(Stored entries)
------------------------------------------------
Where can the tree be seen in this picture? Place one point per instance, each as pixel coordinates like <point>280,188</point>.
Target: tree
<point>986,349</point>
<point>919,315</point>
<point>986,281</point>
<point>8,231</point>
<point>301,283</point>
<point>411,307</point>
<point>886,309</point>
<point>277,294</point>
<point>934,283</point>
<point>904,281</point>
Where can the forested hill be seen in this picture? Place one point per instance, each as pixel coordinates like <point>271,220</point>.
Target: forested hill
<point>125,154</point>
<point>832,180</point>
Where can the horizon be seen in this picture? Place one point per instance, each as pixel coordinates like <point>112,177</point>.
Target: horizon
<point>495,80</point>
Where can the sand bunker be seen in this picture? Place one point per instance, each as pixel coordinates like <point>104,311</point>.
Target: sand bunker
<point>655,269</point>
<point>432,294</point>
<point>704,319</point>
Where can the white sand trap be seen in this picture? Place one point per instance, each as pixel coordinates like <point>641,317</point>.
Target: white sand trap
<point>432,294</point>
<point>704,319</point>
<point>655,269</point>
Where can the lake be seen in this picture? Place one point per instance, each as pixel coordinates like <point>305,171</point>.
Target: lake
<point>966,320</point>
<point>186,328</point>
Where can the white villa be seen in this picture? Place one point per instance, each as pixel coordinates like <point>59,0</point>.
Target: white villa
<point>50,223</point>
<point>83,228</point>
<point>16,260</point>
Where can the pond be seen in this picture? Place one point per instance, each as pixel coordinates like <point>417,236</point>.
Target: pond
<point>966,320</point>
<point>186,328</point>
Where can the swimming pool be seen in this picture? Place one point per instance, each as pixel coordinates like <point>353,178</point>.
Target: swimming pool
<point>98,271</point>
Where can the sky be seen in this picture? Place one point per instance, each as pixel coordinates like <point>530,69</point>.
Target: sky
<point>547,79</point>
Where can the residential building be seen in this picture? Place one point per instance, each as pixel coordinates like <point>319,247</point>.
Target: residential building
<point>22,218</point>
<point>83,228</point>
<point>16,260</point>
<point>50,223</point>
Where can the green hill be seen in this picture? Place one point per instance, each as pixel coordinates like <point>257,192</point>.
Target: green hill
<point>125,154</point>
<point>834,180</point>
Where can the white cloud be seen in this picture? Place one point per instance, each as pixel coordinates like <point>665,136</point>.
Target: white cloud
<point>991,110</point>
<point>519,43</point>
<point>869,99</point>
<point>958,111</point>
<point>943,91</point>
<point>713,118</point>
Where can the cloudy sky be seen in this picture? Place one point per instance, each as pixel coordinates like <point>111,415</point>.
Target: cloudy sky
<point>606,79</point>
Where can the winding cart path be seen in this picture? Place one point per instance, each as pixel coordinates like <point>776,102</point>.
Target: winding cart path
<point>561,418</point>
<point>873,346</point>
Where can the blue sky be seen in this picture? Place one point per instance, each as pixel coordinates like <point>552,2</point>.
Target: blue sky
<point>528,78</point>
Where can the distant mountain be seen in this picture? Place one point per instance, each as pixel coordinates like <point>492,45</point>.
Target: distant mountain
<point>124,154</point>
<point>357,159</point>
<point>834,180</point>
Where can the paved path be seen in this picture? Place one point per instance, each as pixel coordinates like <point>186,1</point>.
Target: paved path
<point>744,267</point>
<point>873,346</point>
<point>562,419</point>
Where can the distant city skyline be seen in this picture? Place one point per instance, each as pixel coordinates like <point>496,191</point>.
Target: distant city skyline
------------------------------------------------
▶ WHAT TO WORK ON: Format the lines above, from the line containing "Where can the paved" through the last one, as a Markdown table with a "Row" column that numbers them and a "Line" column that holds each line. Omit any blank lines.

▶ ANSWER TO THIS EXERCISE:
| Row | Line |
|---|---|
| 1 | Where can the paved path be seen in this picture? Place one point per instance, each as pixel coordinates like <point>186,1</point>. |
| 2 | Target: paved path |
| 3 | <point>744,267</point> |
| 4 | <point>873,346</point> |
| 5 | <point>562,419</point> |
| 6 | Where can the distant city skyline be seen in this picture? Place one point per instance, each as pixel coordinates like <point>496,191</point>. |
| 7 | Target: distant city skyline |